### Task details
Which lines run from the one containing "Query: metal support pole" to the end of the entries? Quote them exactly, and nothing else.

### Supplied data

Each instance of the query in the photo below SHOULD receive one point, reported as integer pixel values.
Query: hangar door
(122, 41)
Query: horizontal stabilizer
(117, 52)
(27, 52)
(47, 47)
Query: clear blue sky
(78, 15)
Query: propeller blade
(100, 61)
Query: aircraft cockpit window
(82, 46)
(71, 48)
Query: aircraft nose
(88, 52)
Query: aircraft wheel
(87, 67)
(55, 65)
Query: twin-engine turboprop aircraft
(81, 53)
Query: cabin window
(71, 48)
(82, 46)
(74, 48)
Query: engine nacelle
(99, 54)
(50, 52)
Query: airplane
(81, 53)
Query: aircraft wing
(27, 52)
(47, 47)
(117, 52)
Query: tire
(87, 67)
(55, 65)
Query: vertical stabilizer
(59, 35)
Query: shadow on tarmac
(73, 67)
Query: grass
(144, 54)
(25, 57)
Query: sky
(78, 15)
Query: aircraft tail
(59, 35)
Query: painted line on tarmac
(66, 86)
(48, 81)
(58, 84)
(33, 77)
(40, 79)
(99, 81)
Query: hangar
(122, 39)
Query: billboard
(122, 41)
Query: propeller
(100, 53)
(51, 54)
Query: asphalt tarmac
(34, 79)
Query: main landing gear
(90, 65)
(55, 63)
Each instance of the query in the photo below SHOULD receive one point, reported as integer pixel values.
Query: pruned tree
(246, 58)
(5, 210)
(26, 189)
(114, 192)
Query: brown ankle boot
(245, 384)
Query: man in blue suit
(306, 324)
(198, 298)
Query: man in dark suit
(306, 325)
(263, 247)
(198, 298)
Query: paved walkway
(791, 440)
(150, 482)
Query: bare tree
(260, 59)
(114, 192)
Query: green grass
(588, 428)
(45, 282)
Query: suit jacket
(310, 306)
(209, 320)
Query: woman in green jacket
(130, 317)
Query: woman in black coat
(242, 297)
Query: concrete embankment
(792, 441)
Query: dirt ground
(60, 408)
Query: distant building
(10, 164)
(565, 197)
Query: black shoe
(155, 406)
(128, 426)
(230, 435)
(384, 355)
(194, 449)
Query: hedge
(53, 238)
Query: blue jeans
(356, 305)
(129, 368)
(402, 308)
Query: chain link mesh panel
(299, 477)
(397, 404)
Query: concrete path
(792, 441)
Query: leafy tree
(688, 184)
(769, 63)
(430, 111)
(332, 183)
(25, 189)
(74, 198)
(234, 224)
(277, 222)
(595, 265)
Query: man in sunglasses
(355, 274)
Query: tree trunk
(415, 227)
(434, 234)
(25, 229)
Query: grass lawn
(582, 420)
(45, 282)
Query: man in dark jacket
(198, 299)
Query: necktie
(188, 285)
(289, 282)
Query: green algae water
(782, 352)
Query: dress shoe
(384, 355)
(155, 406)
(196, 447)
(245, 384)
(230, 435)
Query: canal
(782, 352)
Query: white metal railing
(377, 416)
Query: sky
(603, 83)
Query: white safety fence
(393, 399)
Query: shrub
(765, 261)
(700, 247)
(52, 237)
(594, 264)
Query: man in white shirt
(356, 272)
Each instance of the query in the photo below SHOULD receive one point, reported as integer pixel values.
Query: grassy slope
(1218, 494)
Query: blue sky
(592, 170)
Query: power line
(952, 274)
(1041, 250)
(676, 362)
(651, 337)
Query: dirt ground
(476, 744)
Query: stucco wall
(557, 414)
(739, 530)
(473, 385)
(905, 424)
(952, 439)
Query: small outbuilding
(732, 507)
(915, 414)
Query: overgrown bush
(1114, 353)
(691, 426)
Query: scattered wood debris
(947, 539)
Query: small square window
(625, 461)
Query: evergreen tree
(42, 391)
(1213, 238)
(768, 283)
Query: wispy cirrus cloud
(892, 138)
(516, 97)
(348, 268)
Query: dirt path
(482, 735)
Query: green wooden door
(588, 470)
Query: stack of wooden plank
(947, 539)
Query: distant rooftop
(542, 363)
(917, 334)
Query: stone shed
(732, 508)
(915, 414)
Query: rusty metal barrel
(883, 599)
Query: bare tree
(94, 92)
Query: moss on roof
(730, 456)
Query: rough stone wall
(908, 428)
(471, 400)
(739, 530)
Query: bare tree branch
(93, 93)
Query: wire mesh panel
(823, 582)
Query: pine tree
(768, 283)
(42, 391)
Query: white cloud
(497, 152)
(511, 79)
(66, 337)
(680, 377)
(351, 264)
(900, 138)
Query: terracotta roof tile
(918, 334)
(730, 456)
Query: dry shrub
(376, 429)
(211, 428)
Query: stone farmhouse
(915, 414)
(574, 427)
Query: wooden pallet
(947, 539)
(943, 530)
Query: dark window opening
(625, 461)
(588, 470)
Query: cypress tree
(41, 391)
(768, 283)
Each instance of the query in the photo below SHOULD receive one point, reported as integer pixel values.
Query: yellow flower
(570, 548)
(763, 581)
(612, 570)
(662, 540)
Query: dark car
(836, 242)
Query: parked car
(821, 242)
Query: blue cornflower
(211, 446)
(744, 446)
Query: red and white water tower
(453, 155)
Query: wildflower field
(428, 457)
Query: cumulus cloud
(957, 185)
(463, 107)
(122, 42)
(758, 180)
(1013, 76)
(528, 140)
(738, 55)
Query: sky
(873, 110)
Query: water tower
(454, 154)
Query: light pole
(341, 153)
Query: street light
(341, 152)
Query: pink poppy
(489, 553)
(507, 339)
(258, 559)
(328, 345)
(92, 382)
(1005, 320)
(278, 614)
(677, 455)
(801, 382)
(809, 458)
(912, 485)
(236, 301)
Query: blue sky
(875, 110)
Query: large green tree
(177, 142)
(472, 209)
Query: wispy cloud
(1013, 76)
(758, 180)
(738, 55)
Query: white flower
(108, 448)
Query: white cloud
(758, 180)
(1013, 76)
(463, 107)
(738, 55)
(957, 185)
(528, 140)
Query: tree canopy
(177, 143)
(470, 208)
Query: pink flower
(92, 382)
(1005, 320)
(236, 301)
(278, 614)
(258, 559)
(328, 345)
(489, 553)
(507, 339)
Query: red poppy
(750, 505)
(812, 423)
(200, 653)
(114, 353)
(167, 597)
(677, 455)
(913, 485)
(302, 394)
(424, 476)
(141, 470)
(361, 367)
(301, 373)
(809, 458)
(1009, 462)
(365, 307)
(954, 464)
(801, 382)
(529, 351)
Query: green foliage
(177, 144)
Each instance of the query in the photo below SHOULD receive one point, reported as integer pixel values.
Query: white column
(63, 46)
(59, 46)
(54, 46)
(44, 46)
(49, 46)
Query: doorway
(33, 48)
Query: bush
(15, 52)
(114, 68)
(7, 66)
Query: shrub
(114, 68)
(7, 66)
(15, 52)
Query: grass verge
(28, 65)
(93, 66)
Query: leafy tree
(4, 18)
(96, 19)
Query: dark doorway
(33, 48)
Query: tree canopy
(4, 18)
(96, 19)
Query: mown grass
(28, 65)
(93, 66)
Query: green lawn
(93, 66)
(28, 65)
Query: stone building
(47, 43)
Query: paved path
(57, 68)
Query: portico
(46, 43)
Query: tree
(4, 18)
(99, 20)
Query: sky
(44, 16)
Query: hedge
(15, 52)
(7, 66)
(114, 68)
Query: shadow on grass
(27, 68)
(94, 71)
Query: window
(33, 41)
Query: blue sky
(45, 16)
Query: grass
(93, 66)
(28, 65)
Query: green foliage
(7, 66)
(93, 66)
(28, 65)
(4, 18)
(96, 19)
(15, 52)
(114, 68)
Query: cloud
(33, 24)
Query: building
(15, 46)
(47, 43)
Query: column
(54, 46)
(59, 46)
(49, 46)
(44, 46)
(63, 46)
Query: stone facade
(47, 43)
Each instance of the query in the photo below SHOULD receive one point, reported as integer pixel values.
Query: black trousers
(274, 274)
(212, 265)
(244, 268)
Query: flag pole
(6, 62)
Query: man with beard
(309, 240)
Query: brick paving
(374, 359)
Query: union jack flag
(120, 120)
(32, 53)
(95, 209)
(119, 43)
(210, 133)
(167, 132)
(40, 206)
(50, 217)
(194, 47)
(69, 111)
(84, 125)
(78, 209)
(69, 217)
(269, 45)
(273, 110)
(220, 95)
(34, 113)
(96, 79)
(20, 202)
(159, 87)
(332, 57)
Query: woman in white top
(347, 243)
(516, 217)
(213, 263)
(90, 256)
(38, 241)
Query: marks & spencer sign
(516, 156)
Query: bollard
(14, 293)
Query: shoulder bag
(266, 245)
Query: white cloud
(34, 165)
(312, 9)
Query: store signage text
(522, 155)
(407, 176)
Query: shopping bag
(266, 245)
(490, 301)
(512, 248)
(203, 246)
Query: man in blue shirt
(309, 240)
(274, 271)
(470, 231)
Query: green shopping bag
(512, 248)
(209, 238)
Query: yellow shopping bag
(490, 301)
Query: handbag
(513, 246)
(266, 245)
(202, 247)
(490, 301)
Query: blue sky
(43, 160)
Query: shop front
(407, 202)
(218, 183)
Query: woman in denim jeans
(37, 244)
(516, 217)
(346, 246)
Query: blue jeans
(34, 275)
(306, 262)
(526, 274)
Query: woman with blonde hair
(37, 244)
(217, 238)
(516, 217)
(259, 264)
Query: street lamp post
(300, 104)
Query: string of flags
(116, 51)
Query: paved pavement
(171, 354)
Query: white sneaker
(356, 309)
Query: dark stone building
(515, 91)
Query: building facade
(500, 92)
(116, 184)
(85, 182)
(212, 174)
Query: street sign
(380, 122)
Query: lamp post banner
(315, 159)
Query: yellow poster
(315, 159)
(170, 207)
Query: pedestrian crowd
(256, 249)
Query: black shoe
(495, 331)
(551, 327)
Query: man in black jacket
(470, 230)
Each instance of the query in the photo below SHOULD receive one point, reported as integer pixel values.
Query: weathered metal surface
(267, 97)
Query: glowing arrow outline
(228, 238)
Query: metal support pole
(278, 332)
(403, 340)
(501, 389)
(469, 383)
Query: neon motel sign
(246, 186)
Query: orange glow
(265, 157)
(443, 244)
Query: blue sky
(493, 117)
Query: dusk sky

### Worked solution
Query: metal support pole
(278, 332)
(403, 340)
(501, 389)
(469, 383)
Query: neon motel sign
(246, 186)
Query: orange glow
(265, 157)
(443, 244)
Query: blue sky
(493, 117)
Query: dusk sky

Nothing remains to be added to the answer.